## Exercise aim
In the material below, copy word for word every line from the one containing "Every instance of the yellow" through the one containing "pixel 163 163", with both of those lines included.

(Extracted records)
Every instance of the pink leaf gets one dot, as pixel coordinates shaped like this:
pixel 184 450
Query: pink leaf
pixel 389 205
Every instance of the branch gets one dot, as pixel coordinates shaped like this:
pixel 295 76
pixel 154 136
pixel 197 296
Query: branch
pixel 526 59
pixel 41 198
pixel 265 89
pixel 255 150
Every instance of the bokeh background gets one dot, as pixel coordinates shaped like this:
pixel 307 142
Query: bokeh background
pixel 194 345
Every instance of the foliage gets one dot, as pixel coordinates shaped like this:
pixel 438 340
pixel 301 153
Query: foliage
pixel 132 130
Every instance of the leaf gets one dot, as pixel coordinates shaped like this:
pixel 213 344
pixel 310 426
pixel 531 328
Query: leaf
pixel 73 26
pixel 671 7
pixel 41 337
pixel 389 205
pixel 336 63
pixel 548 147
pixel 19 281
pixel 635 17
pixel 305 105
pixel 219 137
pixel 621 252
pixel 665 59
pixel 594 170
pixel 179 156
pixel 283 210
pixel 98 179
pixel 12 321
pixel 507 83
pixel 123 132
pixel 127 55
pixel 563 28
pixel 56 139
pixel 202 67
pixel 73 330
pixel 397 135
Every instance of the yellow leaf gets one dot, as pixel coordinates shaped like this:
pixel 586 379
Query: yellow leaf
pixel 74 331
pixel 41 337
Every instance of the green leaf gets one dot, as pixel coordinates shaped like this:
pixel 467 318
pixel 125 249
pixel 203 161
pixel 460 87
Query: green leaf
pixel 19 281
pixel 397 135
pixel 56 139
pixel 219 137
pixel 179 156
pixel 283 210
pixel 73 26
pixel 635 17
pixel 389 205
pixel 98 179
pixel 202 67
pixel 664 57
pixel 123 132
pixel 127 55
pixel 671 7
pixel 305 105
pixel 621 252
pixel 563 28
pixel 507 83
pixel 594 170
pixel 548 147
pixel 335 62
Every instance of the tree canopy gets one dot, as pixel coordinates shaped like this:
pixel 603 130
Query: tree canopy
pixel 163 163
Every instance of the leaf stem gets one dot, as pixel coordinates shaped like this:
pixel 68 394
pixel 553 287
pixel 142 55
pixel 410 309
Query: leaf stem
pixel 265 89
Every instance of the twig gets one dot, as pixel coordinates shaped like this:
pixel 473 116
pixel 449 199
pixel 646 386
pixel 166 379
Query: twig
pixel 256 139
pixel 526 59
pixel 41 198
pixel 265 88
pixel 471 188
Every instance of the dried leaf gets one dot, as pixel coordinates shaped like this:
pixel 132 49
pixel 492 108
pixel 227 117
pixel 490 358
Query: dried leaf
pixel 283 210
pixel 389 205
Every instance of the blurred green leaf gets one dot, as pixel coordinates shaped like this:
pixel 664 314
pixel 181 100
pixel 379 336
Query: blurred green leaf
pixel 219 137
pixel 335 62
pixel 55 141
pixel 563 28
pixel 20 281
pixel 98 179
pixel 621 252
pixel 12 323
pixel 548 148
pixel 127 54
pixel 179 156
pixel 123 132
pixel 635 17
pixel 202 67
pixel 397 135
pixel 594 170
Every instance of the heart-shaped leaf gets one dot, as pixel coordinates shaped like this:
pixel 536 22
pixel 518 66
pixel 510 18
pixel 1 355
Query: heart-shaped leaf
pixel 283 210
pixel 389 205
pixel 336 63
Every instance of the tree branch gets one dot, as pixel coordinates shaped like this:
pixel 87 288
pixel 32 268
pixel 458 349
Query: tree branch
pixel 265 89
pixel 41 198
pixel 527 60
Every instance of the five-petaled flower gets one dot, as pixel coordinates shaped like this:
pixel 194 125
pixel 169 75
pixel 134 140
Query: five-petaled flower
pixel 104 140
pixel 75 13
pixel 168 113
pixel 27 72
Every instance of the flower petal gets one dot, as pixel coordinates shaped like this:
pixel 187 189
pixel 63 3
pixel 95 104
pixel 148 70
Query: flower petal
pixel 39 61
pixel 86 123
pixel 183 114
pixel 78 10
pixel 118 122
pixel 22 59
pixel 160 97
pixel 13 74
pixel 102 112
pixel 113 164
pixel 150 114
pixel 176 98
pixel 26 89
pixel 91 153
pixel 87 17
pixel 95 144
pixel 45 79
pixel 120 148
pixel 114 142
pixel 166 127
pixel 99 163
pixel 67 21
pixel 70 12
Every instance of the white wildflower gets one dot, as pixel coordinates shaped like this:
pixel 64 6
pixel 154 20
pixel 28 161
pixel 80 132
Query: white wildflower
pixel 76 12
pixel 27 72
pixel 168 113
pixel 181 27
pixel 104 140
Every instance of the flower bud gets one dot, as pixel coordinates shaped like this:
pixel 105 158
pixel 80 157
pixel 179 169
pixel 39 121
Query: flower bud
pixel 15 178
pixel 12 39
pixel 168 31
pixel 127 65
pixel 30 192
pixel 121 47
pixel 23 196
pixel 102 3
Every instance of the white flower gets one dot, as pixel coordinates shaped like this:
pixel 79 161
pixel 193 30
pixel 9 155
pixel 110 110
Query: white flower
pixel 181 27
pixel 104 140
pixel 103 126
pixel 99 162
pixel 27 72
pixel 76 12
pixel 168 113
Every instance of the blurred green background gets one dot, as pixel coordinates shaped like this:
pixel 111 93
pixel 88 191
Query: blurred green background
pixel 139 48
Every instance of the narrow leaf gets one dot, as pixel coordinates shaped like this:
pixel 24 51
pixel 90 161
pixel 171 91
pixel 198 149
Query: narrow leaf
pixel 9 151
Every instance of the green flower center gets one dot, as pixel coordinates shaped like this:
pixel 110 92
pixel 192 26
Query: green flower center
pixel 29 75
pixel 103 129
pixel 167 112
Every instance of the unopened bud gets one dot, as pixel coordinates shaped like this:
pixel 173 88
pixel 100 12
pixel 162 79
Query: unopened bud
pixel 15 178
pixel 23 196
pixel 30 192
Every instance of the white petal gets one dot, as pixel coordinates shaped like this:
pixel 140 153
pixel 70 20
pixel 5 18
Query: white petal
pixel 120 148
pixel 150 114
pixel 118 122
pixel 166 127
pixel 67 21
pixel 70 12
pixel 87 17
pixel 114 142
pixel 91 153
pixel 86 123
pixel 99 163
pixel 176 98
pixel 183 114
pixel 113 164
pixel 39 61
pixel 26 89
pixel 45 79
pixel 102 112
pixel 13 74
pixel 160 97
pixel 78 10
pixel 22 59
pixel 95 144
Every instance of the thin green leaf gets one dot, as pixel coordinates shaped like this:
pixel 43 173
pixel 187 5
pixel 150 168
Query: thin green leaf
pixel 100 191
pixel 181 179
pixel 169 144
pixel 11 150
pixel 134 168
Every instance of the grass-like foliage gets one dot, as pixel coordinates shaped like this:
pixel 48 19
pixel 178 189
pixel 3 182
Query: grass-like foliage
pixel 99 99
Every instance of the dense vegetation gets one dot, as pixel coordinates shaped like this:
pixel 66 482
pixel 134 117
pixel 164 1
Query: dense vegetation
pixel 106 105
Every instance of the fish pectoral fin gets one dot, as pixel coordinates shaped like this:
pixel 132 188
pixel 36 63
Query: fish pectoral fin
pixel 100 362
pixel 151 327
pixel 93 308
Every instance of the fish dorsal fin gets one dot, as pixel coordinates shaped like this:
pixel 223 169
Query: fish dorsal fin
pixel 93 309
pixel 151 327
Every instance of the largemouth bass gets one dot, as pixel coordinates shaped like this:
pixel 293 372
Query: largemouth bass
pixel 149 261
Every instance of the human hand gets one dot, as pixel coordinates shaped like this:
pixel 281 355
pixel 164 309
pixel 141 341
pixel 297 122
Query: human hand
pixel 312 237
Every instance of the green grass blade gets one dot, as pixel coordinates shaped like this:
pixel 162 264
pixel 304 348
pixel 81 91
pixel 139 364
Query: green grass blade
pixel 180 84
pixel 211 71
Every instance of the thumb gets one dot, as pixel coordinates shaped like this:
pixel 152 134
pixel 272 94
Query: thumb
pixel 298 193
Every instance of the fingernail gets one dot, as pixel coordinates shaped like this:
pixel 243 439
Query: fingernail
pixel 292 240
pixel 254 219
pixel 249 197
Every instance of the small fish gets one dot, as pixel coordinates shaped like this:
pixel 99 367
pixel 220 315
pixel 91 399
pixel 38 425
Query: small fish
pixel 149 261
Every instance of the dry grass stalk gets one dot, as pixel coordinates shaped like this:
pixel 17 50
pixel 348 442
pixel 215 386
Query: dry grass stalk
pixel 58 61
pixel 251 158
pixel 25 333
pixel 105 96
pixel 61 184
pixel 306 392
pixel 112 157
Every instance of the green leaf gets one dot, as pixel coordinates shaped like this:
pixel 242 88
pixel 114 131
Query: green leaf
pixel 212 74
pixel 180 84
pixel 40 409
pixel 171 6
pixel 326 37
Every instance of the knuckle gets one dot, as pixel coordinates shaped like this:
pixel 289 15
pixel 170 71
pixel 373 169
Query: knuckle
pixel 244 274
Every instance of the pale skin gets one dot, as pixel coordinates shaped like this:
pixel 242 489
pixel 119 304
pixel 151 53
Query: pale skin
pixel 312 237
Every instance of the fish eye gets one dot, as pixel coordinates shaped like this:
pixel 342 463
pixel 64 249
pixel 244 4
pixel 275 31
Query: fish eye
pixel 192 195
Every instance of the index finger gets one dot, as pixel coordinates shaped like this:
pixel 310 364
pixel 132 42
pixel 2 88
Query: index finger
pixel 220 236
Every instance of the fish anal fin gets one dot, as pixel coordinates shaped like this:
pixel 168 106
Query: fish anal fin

## Task answer
Every instance of the yellow leaf gets one dot, as pixel coordinates shaped like this:
pixel 586 379
Query: yellow leaf
pixel 74 331
pixel 41 337
Every instance of the green leaf gets one dot, as pixel coordinates shaped like this:
pixel 467 318
pixel 125 249
pixel 203 161
pixel 460 87
Query: green leaf
pixel 19 281
pixel 397 135
pixel 56 139
pixel 219 137
pixel 179 156
pixel 283 210
pixel 73 26
pixel 635 17
pixel 389 205
pixel 98 179
pixel 202 67
pixel 664 57
pixel 123 132
pixel 127 55
pixel 671 7
pixel 305 105
pixel 621 252
pixel 563 28
pixel 507 83
pixel 594 170
pixel 548 147
pixel 335 62
Every instance of the tree canopy gets one dot, as pixel coordinates shaped like this:
pixel 603 130
Query: tree canopy
pixel 163 163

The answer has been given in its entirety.